What is needed: Within the entries below, find the portion that opens with the line containing "box: [558, 190, 642, 248]" and closes with the line containing "199L562 236L571 245L586". Retype that portion exactly and only.

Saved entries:
___
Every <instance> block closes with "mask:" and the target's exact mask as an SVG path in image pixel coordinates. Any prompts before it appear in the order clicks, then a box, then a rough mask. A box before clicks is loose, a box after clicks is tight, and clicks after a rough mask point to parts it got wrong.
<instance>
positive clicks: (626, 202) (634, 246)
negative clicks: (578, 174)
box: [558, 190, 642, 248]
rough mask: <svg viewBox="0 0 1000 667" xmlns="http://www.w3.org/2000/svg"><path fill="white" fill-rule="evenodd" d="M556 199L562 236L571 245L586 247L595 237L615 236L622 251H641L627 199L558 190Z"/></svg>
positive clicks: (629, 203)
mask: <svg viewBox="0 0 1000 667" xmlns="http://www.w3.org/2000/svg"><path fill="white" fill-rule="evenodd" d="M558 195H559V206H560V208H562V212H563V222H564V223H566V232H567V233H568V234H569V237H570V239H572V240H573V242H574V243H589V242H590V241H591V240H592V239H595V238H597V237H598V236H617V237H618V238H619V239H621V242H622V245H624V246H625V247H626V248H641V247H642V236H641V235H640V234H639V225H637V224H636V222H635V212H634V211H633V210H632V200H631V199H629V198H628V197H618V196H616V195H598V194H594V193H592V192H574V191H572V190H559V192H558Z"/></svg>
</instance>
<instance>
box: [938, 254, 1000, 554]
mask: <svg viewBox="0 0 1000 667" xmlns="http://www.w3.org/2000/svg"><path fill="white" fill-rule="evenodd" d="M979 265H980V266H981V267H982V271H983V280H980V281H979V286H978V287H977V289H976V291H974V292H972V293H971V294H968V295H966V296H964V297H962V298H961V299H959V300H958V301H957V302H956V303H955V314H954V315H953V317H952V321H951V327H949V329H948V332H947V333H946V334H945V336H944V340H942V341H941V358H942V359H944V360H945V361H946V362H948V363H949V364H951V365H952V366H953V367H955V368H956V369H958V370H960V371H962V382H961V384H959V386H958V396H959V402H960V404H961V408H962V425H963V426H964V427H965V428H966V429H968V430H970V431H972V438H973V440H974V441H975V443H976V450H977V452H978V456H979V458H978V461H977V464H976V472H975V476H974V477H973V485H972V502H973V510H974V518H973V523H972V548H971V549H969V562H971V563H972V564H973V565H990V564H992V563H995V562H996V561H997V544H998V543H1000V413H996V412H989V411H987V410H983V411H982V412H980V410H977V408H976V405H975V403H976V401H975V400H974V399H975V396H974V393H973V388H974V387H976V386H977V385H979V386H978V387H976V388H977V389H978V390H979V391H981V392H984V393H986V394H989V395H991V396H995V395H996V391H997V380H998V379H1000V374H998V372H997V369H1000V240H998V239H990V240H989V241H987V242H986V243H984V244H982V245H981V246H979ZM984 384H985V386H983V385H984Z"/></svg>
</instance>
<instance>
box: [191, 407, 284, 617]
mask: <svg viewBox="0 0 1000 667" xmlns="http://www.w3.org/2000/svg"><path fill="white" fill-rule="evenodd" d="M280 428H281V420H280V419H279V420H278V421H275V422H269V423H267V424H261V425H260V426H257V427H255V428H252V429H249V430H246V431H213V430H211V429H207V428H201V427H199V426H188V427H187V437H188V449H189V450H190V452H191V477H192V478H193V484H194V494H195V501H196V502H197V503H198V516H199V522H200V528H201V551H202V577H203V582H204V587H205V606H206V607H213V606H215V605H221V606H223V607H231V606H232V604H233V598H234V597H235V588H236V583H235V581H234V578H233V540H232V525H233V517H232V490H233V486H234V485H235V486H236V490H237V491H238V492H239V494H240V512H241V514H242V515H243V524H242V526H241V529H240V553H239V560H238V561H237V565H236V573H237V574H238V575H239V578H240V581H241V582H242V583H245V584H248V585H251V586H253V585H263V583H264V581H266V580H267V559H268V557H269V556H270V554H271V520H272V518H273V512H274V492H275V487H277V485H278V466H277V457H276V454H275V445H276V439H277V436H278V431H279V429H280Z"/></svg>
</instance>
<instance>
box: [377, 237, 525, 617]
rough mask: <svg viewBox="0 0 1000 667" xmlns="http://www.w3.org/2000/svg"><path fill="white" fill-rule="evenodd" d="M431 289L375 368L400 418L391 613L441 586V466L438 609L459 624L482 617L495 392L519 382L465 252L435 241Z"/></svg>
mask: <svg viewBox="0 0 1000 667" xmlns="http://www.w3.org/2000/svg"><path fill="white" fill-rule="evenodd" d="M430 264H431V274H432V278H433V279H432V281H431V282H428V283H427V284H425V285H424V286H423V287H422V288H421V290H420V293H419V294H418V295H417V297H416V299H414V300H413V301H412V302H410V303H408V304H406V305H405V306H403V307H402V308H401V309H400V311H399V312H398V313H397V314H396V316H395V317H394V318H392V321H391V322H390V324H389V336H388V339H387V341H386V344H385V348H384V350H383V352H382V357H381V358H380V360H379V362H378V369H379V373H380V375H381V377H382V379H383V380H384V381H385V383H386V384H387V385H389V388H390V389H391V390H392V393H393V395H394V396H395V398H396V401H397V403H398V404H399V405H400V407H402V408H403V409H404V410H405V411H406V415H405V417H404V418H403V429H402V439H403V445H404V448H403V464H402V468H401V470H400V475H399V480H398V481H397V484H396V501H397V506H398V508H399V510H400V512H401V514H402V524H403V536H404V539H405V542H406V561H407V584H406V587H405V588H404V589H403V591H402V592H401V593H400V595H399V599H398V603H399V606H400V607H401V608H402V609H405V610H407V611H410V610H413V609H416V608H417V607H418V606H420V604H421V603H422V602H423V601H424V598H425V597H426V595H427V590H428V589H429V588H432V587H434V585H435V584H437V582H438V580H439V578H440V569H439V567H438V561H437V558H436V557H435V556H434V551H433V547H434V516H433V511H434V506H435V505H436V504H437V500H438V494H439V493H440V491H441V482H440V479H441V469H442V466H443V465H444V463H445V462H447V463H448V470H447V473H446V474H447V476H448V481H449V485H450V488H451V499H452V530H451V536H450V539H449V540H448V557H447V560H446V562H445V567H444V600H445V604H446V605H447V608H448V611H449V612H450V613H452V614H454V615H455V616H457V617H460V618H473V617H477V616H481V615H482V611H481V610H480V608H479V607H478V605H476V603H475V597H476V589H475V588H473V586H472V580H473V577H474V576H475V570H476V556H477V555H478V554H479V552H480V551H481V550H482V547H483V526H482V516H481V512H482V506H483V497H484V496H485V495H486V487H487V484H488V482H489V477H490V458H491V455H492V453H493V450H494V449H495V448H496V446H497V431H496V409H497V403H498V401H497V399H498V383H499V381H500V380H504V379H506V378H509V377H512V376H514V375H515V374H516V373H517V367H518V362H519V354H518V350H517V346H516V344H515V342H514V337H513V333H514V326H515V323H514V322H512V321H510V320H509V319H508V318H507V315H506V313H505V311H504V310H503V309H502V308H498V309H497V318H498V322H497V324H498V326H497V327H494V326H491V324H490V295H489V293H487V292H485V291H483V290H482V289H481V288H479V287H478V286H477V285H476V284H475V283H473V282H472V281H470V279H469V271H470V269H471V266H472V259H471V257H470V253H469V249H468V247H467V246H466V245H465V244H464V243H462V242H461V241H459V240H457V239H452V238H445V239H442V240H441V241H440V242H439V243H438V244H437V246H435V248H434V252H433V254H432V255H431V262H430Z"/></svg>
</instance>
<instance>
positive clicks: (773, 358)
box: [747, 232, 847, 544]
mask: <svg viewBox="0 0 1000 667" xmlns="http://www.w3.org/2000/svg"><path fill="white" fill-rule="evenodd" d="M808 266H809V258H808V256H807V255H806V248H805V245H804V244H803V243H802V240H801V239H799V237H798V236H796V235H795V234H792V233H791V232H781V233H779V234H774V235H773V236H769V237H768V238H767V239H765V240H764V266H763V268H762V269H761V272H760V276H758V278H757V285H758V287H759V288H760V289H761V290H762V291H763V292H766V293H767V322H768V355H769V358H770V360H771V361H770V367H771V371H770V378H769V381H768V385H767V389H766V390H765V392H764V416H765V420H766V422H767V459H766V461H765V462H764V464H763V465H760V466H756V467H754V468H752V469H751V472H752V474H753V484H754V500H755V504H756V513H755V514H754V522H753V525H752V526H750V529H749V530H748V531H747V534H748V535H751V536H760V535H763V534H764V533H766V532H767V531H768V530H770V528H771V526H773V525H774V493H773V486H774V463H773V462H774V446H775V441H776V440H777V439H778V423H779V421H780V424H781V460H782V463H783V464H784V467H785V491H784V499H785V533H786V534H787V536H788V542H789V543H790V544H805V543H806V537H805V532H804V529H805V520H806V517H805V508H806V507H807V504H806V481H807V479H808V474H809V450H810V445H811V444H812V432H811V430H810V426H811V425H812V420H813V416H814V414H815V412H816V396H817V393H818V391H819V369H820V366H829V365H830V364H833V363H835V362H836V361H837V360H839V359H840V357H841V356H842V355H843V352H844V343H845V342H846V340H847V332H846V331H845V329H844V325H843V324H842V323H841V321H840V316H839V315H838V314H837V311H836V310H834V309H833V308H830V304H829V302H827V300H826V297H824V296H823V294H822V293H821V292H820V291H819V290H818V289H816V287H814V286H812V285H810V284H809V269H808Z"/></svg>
___
Written response:
box: [558, 190, 642, 248]
rough mask: <svg viewBox="0 0 1000 667" xmlns="http://www.w3.org/2000/svg"><path fill="white" fill-rule="evenodd" d="M556 199L562 236L571 245L586 247L595 237L615 236L622 251H641L627 199L558 190Z"/></svg>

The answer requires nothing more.